**Problem requirements:**
Repeat, word for word, the lines of the records below, from the line containing "pixel 185 146." through the line containing "pixel 181 169", with both of those lines included.

┌─ Dataset entries

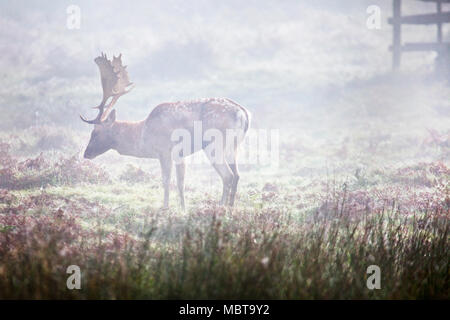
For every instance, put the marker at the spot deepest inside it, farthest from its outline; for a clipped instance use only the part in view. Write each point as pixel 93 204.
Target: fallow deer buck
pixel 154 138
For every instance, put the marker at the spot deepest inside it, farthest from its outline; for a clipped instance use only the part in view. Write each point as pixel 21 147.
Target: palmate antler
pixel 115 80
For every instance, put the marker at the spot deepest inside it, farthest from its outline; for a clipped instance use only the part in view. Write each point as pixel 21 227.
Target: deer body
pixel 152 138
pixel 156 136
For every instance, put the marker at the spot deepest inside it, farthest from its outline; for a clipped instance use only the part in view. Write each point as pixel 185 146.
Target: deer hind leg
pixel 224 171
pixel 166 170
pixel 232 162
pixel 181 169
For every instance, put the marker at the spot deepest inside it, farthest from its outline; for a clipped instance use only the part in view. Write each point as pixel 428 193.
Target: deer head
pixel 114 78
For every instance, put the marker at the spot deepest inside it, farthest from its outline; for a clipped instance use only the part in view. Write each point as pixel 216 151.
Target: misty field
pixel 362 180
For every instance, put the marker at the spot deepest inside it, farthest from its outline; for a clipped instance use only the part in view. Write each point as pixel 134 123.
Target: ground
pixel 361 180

└─
┌─ Dataset entries

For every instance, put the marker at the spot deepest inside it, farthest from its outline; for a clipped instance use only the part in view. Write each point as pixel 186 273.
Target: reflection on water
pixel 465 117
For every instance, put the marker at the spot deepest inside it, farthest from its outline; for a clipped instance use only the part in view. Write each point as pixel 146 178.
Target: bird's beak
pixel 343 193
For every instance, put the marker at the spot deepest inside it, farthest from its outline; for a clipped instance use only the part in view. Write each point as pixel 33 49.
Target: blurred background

└─

**Reply:**
For every instance, put the marker at the spot deepest inside it, farthest from its outline; for a clipped instance use only the part in view. Write each point as pixel 185 146.
Target: deer hind leg
pixel 224 171
pixel 166 170
pixel 232 162
pixel 181 169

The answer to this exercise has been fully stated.